### Exercise instructions
- a) Answer these three questions from the page on the transparent statistics SIG:
(i) According to the page, what is the purpose of transparent statistics, as opposed to persuasion?
(ii) For how long has the traditional NHST approach been strongly criticized in other fields?
(iii) At which conference is the workshop that will develop guidelines and resources being held?
- b) Write a continuation of the page on the transparent statistics SIG, starting after its final list item on undisclosed flexibility in data analyses.

### Given passage
Special Interest Group on Transparent Statistics in HCI @CHI 2016

Matthew Kay, Steve Haroz, Shion Guha, and Pierre Dragicevic

Transparent statistics is a philosophy of statistical reporting whose purpose is scientific advancement rather than persuasion. We ran a SIG at CHI 2016 to discuss problems and limitations in statistical practices in HCI and options for moving the field towards clearer and more reliable ways of writing about experiments. Read our abstract below for more information (also available as a PDF).

Thanks for making our SIG a success! The turnout and enthusiasm was overwhelming! Materials from the SIG are available here.

Join our mailing list! We have started a mailing list to continue the conversation started at the SIG, with the goal of quickly developing some concrete recommendations to move the field forward.

Check out our workshop for CHI 2017! We are running a workshop at CHI 2017 to develop guidelines and resources.

Motivation

Empirical studies in HCI typically consist of solitary experiments analyzed through null hypothesis significance testing (NHST). However, this traditional approach is under growing criticism at CHI [11,3,7,12] and has been strongly criticized for more than 50 years in other fields [13,5,4].

Problems with current practices include [7,14,11,12]:

  • The use of statistical constructs (e.g, p-values) that most researchers have trouble grasping intuitively
  • Overemphasis on conveying evidence and numbers rather than useful information and generalizable conclusions, leading to tedious p-cluttered reports
  • Dichotomous thinking, i.e., thinking of hypotheses as either true or false, and of effects and evidence as either existing or not existing
  • Undisclosed flexibility in data analyses, yielding cherry-picked results or p-hacking (even if unintentional)

### Recorded data

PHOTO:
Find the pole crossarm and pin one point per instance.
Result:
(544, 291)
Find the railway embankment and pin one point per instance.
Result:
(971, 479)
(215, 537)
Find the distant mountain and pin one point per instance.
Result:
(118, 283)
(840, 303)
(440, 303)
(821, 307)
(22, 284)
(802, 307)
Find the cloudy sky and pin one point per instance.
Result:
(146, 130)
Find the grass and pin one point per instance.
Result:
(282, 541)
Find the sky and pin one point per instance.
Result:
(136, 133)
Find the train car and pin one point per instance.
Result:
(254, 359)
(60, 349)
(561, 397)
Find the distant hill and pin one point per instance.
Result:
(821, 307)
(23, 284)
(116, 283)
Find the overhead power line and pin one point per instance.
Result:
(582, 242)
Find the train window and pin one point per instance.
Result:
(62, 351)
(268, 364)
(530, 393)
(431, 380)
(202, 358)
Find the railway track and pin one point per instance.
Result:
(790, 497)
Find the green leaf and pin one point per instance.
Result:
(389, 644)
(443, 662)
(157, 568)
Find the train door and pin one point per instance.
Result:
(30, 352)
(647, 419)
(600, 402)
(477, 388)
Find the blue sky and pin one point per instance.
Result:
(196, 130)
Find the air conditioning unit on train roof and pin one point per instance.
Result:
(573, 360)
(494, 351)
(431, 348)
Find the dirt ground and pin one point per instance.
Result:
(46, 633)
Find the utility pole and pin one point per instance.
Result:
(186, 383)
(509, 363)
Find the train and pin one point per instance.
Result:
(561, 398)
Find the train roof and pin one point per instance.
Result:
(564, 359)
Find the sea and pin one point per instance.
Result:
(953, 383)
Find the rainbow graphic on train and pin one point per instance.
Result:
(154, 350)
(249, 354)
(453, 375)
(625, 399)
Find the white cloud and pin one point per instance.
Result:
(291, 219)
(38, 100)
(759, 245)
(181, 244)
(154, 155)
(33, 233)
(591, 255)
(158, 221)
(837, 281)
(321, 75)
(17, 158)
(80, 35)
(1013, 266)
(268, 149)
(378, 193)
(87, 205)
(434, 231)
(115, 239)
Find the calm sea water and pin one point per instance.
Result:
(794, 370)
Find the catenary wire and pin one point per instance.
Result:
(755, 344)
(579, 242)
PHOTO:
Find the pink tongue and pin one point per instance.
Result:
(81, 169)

### In response
- a)
(i) Scientific advancement.
(ii) More than 50 years.
(iii) CHI 2017.

- b)
  • Simplistic criteria for paper acceptance (e.g., looking at whether results are “significant”) leading to positive results bias, and thus an incomplete and distorted literature
  • A lack of focus on research as a cumulative and collective enterprise, including a lack of incentives for sharing experimental data and study materials, a lack of replication, and virtually no meta-analysis

Problems with statistics in HCI extend beyond mere procedural mistakes committed by researchers who might need more statistical training. We believe these are deeper issues worthy of a conversation—here, a SIG—about how to reform the prevalent methods in the community.

What is Transparent Statistics?

Our use of the term transparent statistics is not meant to imply that statistical reports at CHI are necessarily opaque. Instead, it aims to emphasize transparency in reporting. More specifically, we propose to refer to transparent statistics as a philosophy of statistical reporting whose purpose is to advance scientific knowledge rather than to persuade. Although transparent statistics recognizes that rhetoric plays a major role in scientific writing [1], it dictates that when persuasion is at odds with the dissemination of clear and complete knowledge, the latter should prevail. For example, when empirical data provides incomplete or mixed evidence, a transparent investigator should refrain from drawing definitive conclusions and instead communicate all relevant information “in intelligible form, in recognition of the right of other free minds to utilize them in making their own decisions” [8]. Transparent statistics puts clarity before messiness, and messiness before false clarity—study results are often disappointingly complex, but in transparent statistics the quest for scientific truth prevails over “aesthetic criteria of novelty, narrative facility, and perfection” [9].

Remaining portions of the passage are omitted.